• OBJECTIVE: Find "Tag every instance of the sky" in the material below, then copy that line and every subsequent line to the end, exactly.

• MATERIAL SHOWN:

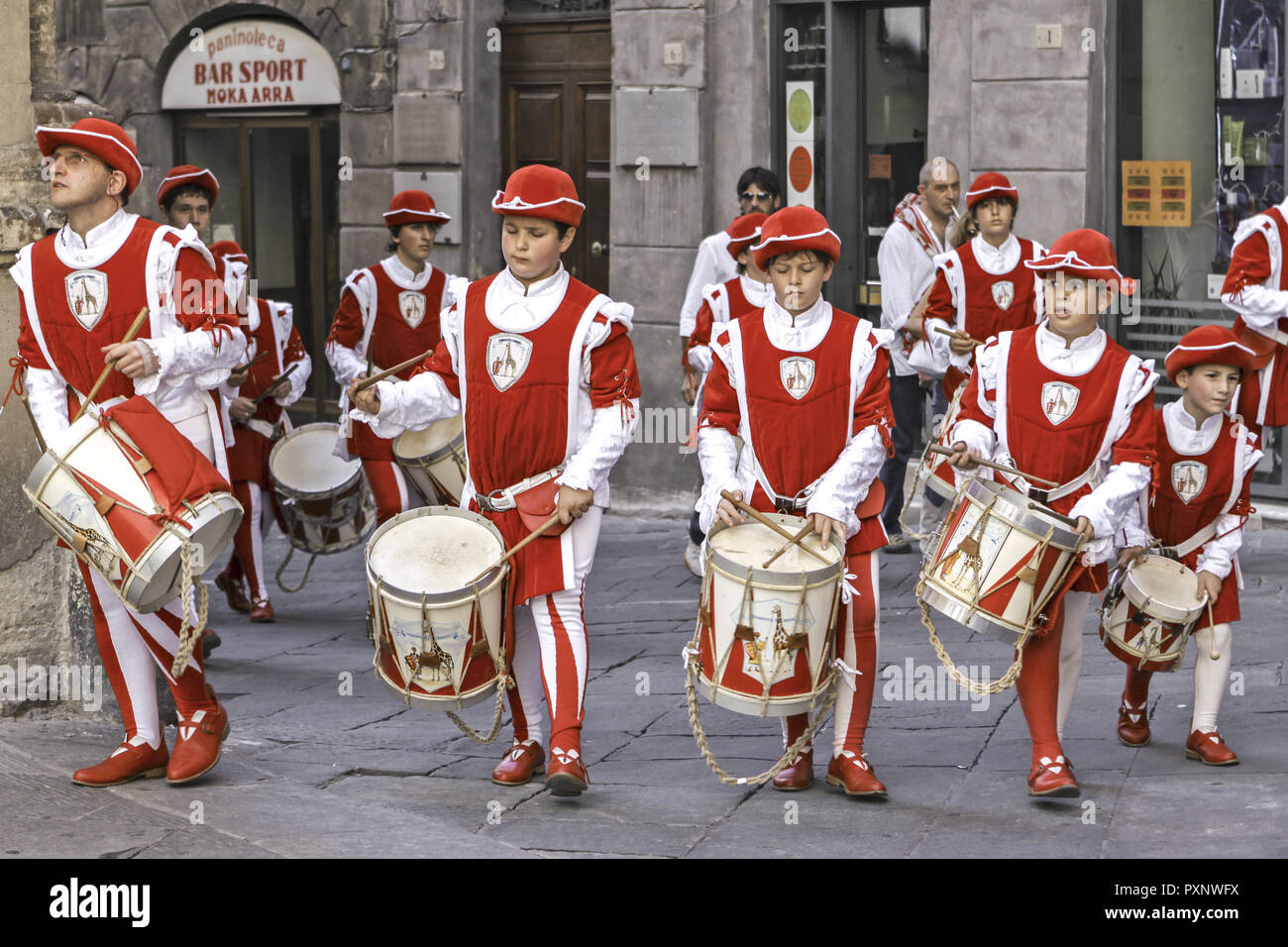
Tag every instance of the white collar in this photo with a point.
(400, 274)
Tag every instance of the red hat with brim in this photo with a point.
(1209, 346)
(101, 138)
(991, 184)
(1086, 254)
(188, 175)
(793, 230)
(540, 191)
(745, 231)
(413, 208)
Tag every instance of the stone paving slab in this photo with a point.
(325, 762)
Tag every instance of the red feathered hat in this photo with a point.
(540, 191)
(745, 231)
(991, 184)
(101, 138)
(1209, 346)
(188, 175)
(795, 228)
(413, 208)
(1086, 254)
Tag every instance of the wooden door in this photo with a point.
(557, 110)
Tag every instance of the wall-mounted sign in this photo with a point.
(1157, 193)
(249, 63)
(800, 144)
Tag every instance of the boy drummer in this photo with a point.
(546, 372)
(1064, 402)
(389, 313)
(812, 450)
(116, 263)
(1206, 458)
(259, 414)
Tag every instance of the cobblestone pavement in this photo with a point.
(312, 772)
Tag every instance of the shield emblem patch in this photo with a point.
(411, 304)
(798, 375)
(1059, 399)
(86, 295)
(507, 359)
(1188, 478)
(1004, 294)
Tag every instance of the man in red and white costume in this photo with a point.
(545, 372)
(1199, 505)
(1256, 286)
(815, 451)
(269, 328)
(187, 196)
(1064, 402)
(80, 290)
(387, 313)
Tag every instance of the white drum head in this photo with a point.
(303, 460)
(433, 554)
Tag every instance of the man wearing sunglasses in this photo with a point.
(759, 189)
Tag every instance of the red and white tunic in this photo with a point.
(721, 304)
(387, 315)
(982, 290)
(1201, 497)
(1077, 412)
(269, 328)
(809, 395)
(545, 376)
(78, 295)
(1256, 286)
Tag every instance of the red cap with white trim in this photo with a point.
(793, 230)
(188, 175)
(413, 208)
(1209, 346)
(101, 138)
(540, 191)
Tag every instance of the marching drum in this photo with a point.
(1149, 613)
(439, 634)
(997, 561)
(325, 502)
(765, 637)
(128, 492)
(434, 460)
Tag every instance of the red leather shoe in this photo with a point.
(128, 762)
(798, 775)
(232, 589)
(200, 744)
(519, 763)
(850, 771)
(567, 775)
(1211, 749)
(1052, 777)
(1132, 724)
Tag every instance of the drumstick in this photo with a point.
(516, 547)
(782, 549)
(954, 334)
(1030, 478)
(107, 368)
(386, 372)
(765, 521)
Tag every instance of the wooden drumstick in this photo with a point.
(954, 334)
(765, 521)
(386, 372)
(784, 548)
(107, 368)
(516, 547)
(1030, 478)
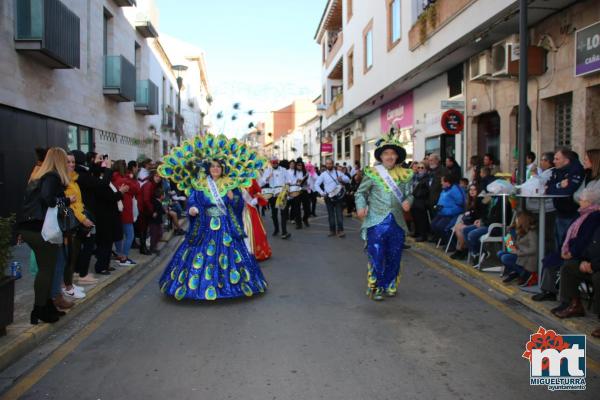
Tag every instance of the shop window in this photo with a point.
(488, 134)
(563, 120)
(72, 137)
(347, 144)
(455, 81)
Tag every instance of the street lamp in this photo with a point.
(178, 70)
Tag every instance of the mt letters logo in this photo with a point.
(556, 361)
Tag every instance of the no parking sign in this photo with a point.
(453, 122)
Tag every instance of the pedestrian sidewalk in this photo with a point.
(584, 325)
(22, 337)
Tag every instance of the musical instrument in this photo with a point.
(270, 192)
(295, 191)
(337, 194)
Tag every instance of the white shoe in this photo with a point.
(74, 293)
(80, 288)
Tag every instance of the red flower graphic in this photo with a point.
(544, 339)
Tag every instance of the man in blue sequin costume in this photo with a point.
(383, 195)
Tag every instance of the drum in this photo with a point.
(295, 191)
(337, 194)
(268, 193)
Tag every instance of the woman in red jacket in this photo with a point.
(257, 236)
(122, 176)
(146, 209)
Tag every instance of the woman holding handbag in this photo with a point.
(45, 190)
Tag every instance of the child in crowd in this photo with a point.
(156, 221)
(520, 257)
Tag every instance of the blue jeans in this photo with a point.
(440, 224)
(59, 271)
(123, 246)
(509, 260)
(472, 237)
(335, 214)
(561, 225)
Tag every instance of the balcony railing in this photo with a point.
(119, 78)
(146, 23)
(335, 48)
(48, 31)
(125, 3)
(146, 98)
(433, 17)
(168, 118)
(335, 106)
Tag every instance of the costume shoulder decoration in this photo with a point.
(186, 165)
(399, 175)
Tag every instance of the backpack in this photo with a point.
(32, 209)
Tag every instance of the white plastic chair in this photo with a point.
(488, 238)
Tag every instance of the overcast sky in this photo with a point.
(259, 53)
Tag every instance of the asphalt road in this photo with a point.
(313, 335)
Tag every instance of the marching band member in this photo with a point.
(383, 194)
(277, 178)
(298, 179)
(333, 182)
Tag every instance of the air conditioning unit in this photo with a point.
(480, 66)
(501, 59)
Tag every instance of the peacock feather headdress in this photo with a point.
(186, 165)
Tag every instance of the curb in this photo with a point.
(572, 324)
(29, 339)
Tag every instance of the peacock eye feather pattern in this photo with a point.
(185, 165)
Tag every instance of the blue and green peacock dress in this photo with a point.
(213, 261)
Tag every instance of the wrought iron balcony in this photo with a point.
(146, 99)
(119, 79)
(48, 31)
(146, 23)
(125, 3)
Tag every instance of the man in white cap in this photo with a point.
(277, 177)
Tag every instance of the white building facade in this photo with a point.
(391, 64)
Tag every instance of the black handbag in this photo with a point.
(67, 221)
(32, 203)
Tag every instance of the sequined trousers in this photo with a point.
(385, 242)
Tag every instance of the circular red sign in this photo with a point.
(453, 122)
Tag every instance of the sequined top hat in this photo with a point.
(390, 142)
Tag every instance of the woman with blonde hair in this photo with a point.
(591, 163)
(45, 189)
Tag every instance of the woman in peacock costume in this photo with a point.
(213, 262)
(383, 194)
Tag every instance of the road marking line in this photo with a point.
(27, 382)
(506, 310)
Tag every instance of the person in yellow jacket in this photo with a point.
(73, 239)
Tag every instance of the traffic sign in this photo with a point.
(453, 122)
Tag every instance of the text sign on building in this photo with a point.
(453, 122)
(397, 113)
(327, 148)
(587, 50)
(449, 104)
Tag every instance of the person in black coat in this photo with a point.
(109, 228)
(92, 179)
(46, 189)
(453, 168)
(420, 204)
(577, 245)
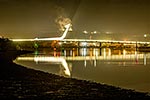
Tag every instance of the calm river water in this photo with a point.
(123, 68)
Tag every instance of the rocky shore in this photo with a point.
(18, 82)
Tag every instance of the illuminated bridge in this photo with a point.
(62, 39)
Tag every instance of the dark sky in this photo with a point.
(36, 18)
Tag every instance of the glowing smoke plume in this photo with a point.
(62, 21)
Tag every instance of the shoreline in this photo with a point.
(19, 82)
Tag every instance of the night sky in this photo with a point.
(37, 18)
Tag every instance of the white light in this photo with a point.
(85, 32)
(95, 32)
(145, 35)
(84, 43)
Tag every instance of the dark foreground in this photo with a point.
(18, 82)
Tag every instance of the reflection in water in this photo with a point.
(66, 69)
(110, 66)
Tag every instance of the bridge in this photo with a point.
(62, 39)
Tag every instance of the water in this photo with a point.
(122, 68)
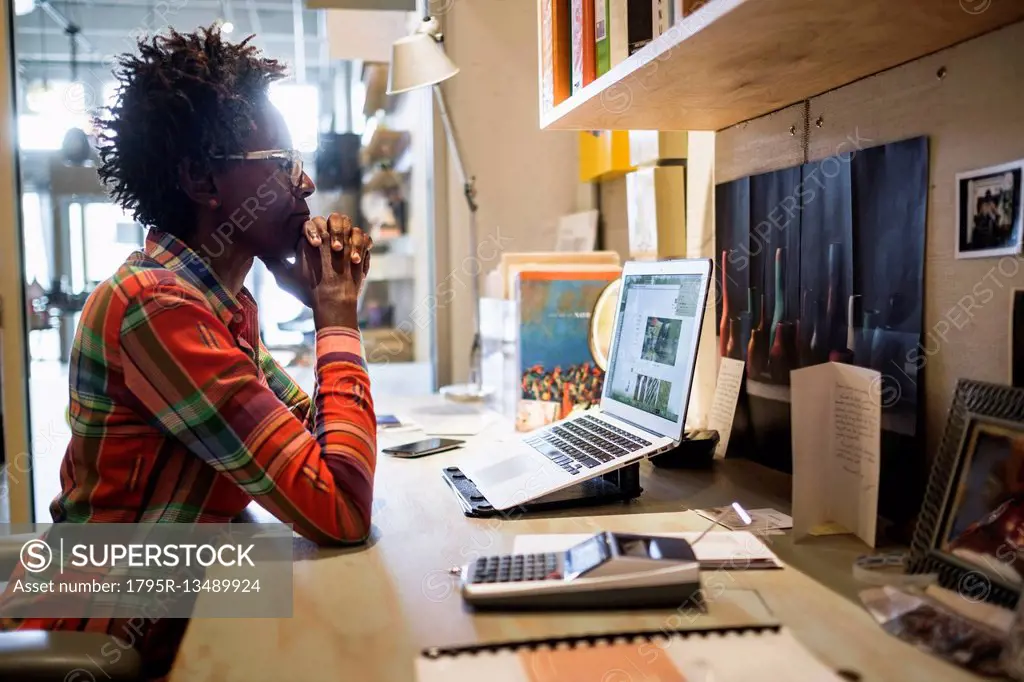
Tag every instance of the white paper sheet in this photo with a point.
(729, 549)
(837, 422)
(723, 409)
(452, 419)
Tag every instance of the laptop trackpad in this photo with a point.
(504, 470)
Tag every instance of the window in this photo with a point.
(300, 107)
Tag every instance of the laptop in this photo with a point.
(643, 403)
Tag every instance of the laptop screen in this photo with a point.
(651, 367)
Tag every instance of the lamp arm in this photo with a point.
(469, 182)
(469, 187)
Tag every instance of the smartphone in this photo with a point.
(424, 448)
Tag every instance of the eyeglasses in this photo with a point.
(291, 162)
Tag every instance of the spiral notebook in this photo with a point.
(765, 653)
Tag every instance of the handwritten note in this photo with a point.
(723, 409)
(837, 421)
(856, 427)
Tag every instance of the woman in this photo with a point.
(178, 413)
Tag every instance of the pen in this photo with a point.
(734, 507)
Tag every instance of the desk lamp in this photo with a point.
(419, 60)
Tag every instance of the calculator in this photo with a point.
(606, 570)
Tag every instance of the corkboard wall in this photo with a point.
(970, 101)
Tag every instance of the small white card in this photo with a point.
(730, 550)
(837, 430)
(723, 409)
(577, 231)
(762, 520)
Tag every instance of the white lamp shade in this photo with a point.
(418, 60)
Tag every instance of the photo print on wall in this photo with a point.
(989, 210)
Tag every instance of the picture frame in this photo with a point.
(990, 211)
(967, 533)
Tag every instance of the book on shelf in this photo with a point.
(655, 205)
(763, 652)
(640, 24)
(619, 39)
(660, 15)
(584, 45)
(602, 42)
(556, 367)
(556, 51)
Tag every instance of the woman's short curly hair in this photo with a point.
(184, 96)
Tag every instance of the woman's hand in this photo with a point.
(331, 265)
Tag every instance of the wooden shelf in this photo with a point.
(736, 59)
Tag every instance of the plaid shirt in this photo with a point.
(179, 414)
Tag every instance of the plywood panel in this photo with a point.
(763, 144)
(735, 59)
(969, 99)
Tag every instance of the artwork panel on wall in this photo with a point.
(732, 204)
(849, 267)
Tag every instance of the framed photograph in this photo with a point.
(988, 203)
(971, 528)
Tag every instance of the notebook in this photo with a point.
(765, 653)
(728, 550)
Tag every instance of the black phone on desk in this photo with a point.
(423, 448)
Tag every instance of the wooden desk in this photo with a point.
(364, 613)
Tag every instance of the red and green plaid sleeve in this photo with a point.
(286, 389)
(192, 379)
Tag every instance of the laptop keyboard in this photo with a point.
(584, 442)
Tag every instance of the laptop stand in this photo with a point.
(619, 485)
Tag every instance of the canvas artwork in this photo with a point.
(824, 262)
(558, 373)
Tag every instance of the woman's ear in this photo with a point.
(199, 186)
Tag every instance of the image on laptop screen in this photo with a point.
(652, 364)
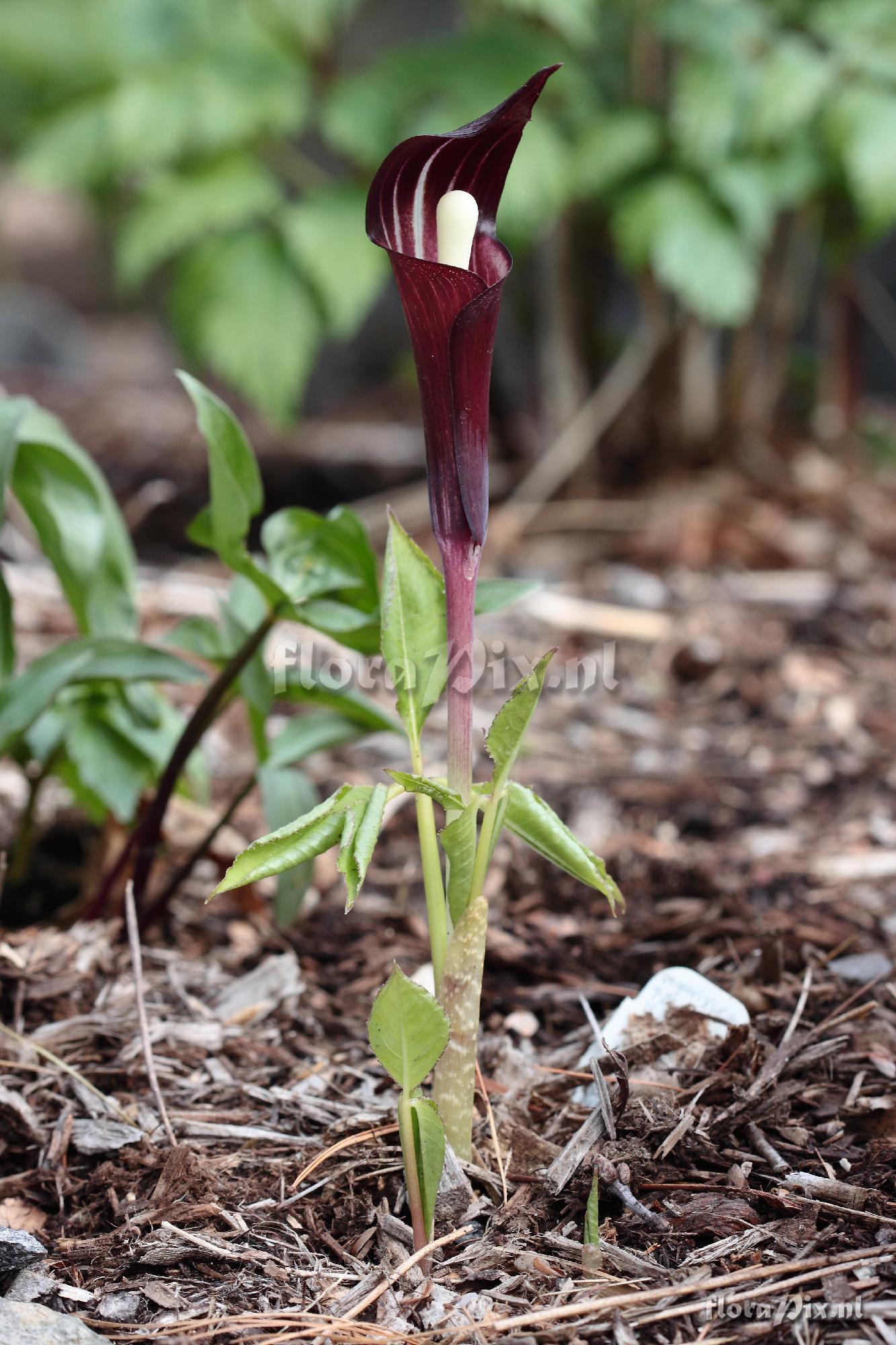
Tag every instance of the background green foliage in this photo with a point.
(229, 146)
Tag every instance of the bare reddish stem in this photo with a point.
(460, 564)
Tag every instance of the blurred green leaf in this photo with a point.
(705, 108)
(325, 236)
(612, 147)
(243, 309)
(79, 524)
(497, 595)
(693, 249)
(181, 209)
(92, 658)
(303, 735)
(315, 688)
(791, 83)
(861, 126)
(108, 763)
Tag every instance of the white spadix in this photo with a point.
(456, 220)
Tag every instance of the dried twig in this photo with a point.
(493, 1128)
(405, 1266)
(342, 1144)
(136, 961)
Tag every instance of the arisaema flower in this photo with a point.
(451, 270)
(432, 206)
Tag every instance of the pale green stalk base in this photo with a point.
(412, 1178)
(455, 1079)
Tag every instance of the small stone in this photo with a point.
(30, 1285)
(32, 1324)
(861, 966)
(100, 1136)
(120, 1308)
(18, 1250)
(524, 1023)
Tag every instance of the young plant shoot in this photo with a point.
(432, 208)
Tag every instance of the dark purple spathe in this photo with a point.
(452, 314)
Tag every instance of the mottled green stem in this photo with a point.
(455, 1075)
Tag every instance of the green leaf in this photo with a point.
(694, 251)
(747, 188)
(13, 412)
(79, 525)
(428, 1141)
(243, 309)
(861, 126)
(495, 595)
(509, 727)
(286, 796)
(459, 843)
(538, 184)
(309, 734)
(408, 1031)
(791, 84)
(181, 209)
(413, 629)
(348, 625)
(591, 1237)
(615, 147)
(92, 658)
(306, 560)
(326, 239)
(235, 481)
(364, 820)
(290, 845)
(108, 763)
(432, 789)
(536, 824)
(705, 107)
(315, 688)
(7, 634)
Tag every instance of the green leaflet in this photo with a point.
(408, 1031)
(432, 789)
(307, 734)
(459, 843)
(536, 824)
(592, 1215)
(364, 818)
(413, 629)
(235, 479)
(509, 727)
(428, 1140)
(288, 847)
(350, 817)
(77, 521)
(287, 794)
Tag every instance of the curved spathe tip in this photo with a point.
(401, 204)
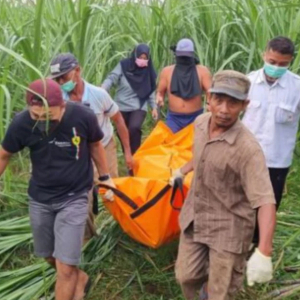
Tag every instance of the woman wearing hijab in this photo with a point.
(135, 79)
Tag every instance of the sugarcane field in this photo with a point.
(150, 149)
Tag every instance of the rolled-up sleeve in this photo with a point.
(112, 78)
(256, 181)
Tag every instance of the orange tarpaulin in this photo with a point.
(142, 204)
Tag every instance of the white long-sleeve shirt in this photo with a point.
(273, 116)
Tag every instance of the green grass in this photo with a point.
(133, 271)
(227, 34)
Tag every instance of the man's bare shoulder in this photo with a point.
(203, 70)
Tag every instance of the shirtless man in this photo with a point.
(184, 83)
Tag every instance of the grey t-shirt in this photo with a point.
(125, 97)
(102, 105)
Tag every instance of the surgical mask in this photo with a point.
(68, 86)
(141, 63)
(274, 71)
(47, 126)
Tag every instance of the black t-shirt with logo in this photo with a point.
(61, 160)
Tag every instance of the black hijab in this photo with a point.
(141, 80)
(185, 82)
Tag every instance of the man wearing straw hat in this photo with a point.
(61, 151)
(230, 182)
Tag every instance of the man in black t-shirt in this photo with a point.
(63, 139)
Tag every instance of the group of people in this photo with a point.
(240, 167)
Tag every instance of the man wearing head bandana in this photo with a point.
(135, 79)
(184, 84)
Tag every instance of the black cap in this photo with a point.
(63, 64)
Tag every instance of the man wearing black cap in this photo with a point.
(61, 148)
(230, 182)
(184, 83)
(66, 71)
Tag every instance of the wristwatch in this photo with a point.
(104, 177)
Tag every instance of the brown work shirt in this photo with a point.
(230, 180)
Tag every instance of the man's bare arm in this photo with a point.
(4, 159)
(162, 88)
(266, 224)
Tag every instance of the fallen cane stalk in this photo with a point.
(278, 293)
(285, 282)
(289, 292)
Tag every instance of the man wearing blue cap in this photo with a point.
(184, 84)
(66, 71)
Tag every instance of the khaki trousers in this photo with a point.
(111, 158)
(197, 263)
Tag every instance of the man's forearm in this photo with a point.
(266, 224)
(99, 158)
(187, 168)
(4, 160)
(124, 136)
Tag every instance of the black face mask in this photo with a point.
(47, 127)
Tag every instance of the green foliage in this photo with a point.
(228, 34)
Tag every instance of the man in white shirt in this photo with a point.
(274, 109)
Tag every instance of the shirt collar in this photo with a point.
(261, 78)
(229, 136)
(85, 95)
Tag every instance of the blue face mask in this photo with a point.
(68, 86)
(274, 71)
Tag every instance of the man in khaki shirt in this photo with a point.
(230, 181)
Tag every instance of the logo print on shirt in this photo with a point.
(76, 142)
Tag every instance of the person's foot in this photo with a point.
(83, 285)
(203, 292)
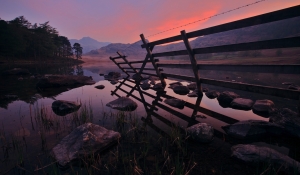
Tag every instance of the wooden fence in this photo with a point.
(191, 52)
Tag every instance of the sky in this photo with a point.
(122, 21)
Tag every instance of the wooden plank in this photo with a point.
(193, 61)
(282, 69)
(149, 52)
(247, 22)
(268, 44)
(267, 90)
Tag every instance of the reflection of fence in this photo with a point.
(258, 45)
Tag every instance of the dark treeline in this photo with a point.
(21, 39)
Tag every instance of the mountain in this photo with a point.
(274, 30)
(88, 44)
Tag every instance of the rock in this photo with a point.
(294, 87)
(53, 81)
(16, 71)
(241, 103)
(201, 132)
(226, 97)
(87, 139)
(158, 87)
(62, 107)
(287, 119)
(175, 102)
(253, 129)
(123, 104)
(212, 94)
(193, 94)
(136, 77)
(253, 154)
(263, 107)
(205, 89)
(192, 86)
(145, 85)
(100, 86)
(181, 90)
(287, 83)
(173, 85)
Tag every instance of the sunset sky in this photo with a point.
(122, 21)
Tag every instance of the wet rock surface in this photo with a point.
(181, 90)
(100, 87)
(201, 132)
(226, 97)
(252, 153)
(123, 104)
(53, 81)
(287, 119)
(212, 94)
(16, 71)
(263, 107)
(62, 107)
(86, 139)
(252, 129)
(178, 103)
(242, 103)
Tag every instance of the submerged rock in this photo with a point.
(201, 132)
(181, 90)
(123, 104)
(226, 97)
(175, 102)
(62, 107)
(100, 86)
(192, 86)
(53, 81)
(253, 129)
(212, 94)
(16, 71)
(86, 139)
(252, 153)
(242, 103)
(263, 107)
(287, 119)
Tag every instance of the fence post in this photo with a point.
(193, 61)
(162, 79)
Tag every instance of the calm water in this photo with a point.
(19, 118)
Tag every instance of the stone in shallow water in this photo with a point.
(242, 103)
(181, 90)
(201, 132)
(123, 104)
(63, 107)
(175, 102)
(85, 140)
(263, 107)
(253, 129)
(252, 153)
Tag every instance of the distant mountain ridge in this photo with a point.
(88, 44)
(274, 30)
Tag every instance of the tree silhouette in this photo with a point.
(78, 50)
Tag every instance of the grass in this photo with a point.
(139, 152)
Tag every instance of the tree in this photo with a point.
(78, 50)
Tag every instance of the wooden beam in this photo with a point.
(193, 61)
(247, 22)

• RIGHT ANSWER:
Tag every instance of the sky in this photo with a point.
(122, 21)
Tag every instance of the wooden plank in this photo with a point.
(193, 61)
(282, 69)
(149, 52)
(247, 22)
(268, 44)
(267, 90)
Tag every instance of the reflection of fence in this photo with a point.
(258, 45)
Tag every instance of the dark treeline in this photo with a point.
(21, 39)
Tag every instance of the mountain in this photo with a point.
(274, 30)
(88, 44)
Tag every instance of the rock in this photo with a point.
(294, 87)
(53, 81)
(16, 71)
(241, 103)
(201, 132)
(226, 97)
(87, 139)
(158, 87)
(62, 107)
(287, 119)
(175, 102)
(253, 129)
(123, 104)
(212, 94)
(193, 94)
(136, 77)
(253, 154)
(263, 107)
(205, 89)
(192, 86)
(145, 85)
(100, 86)
(181, 90)
(287, 83)
(173, 85)
Tag every instance of the sunset sky in this photo with a point.
(122, 21)
Tag every instance of the wet rock surface in this photo with a point.
(181, 90)
(100, 87)
(201, 132)
(226, 97)
(252, 153)
(123, 104)
(53, 81)
(287, 119)
(212, 94)
(16, 71)
(263, 107)
(62, 107)
(86, 139)
(252, 129)
(178, 103)
(242, 103)
Tag every instance of the submerged rock in this photo with a point.
(201, 132)
(181, 90)
(123, 104)
(226, 97)
(175, 102)
(62, 107)
(100, 86)
(192, 86)
(53, 81)
(253, 129)
(212, 94)
(16, 71)
(86, 139)
(252, 153)
(242, 103)
(263, 107)
(287, 119)
Tag every instance of the fence post in this photo with a point.
(193, 61)
(162, 79)
Tag every instance of the calm water in this photo with a point.
(19, 118)
Tag every instance of the stone in shallow water in this photo with a point.
(242, 103)
(181, 90)
(201, 132)
(123, 104)
(63, 107)
(175, 102)
(85, 140)
(263, 107)
(253, 129)
(252, 153)
Tag every instance of the distant mountain ridge in this photo with a point.
(88, 44)
(274, 30)
Tag every instance of the tree silhouette in this photo with a point.
(78, 50)
Tag every instance of the grass in this photo with a point.
(139, 152)
Tag every instance of the tree in this photo with a point.
(78, 50)
Tag every instance of the wooden beam in this photo with a point.
(193, 61)
(247, 22)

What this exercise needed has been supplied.